## ESERCIZIO DA SVOLGERE
Conta le righe dei record che contengono la stringa "json", distinguendo tra maiuscole e minuscole. Riporta soltanto il numero.

========================================

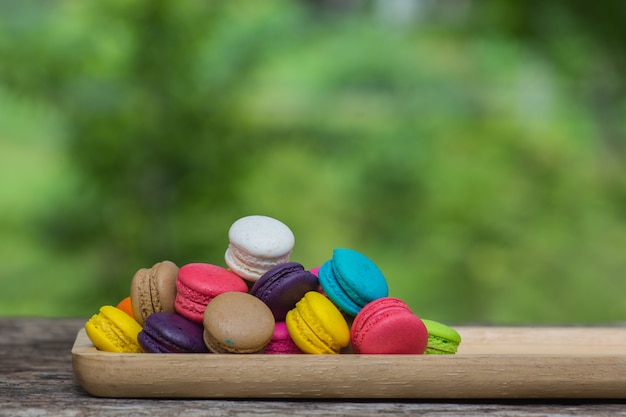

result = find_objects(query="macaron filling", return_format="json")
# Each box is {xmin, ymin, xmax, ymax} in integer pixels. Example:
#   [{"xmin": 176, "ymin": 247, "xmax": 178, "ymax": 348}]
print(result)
[{"xmin": 224, "ymin": 243, "xmax": 291, "ymax": 280}]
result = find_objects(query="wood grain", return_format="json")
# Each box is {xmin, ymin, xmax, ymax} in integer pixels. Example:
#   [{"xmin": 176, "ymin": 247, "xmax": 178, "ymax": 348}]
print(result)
[
  {"xmin": 0, "ymin": 317, "xmax": 626, "ymax": 417},
  {"xmin": 72, "ymin": 327, "xmax": 626, "ymax": 399}
]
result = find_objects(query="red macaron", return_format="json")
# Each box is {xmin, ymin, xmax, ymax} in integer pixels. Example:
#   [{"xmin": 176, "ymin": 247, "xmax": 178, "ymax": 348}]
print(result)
[
  {"xmin": 174, "ymin": 263, "xmax": 248, "ymax": 323},
  {"xmin": 350, "ymin": 297, "xmax": 428, "ymax": 354}
]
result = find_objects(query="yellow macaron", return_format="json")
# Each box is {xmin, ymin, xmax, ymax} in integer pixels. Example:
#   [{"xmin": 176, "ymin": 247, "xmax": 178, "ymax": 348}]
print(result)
[
  {"xmin": 285, "ymin": 291, "xmax": 350, "ymax": 354},
  {"xmin": 85, "ymin": 306, "xmax": 143, "ymax": 353}
]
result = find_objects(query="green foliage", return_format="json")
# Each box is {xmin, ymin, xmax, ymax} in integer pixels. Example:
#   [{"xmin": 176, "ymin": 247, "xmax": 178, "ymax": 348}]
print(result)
[{"xmin": 0, "ymin": 0, "xmax": 626, "ymax": 323}]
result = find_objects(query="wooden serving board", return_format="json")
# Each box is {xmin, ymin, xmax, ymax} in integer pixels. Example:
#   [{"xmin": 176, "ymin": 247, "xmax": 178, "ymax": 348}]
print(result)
[{"xmin": 72, "ymin": 327, "xmax": 626, "ymax": 399}]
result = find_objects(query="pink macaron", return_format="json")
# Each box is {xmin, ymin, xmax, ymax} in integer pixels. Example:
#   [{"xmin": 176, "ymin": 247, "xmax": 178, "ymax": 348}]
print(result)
[
  {"xmin": 350, "ymin": 297, "xmax": 428, "ymax": 354},
  {"xmin": 265, "ymin": 321, "xmax": 303, "ymax": 355},
  {"xmin": 174, "ymin": 263, "xmax": 248, "ymax": 323}
]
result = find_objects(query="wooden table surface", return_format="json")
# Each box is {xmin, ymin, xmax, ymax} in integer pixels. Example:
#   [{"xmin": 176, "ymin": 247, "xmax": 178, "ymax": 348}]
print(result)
[{"xmin": 0, "ymin": 318, "xmax": 626, "ymax": 417}]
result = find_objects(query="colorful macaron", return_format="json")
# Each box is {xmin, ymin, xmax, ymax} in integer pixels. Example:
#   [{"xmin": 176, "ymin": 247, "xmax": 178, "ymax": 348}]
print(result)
[
  {"xmin": 115, "ymin": 296, "xmax": 135, "ymax": 318},
  {"xmin": 350, "ymin": 297, "xmax": 428, "ymax": 354},
  {"xmin": 286, "ymin": 291, "xmax": 350, "ymax": 354},
  {"xmin": 224, "ymin": 216, "xmax": 295, "ymax": 282},
  {"xmin": 203, "ymin": 292, "xmax": 274, "ymax": 353},
  {"xmin": 422, "ymin": 319, "xmax": 461, "ymax": 355},
  {"xmin": 137, "ymin": 311, "xmax": 208, "ymax": 353},
  {"xmin": 85, "ymin": 306, "xmax": 143, "ymax": 353},
  {"xmin": 250, "ymin": 262, "xmax": 319, "ymax": 321},
  {"xmin": 130, "ymin": 261, "xmax": 178, "ymax": 325},
  {"xmin": 318, "ymin": 248, "xmax": 389, "ymax": 316},
  {"xmin": 174, "ymin": 263, "xmax": 248, "ymax": 323},
  {"xmin": 265, "ymin": 321, "xmax": 303, "ymax": 355}
]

========================================

## RISULTATO CORRETTO
9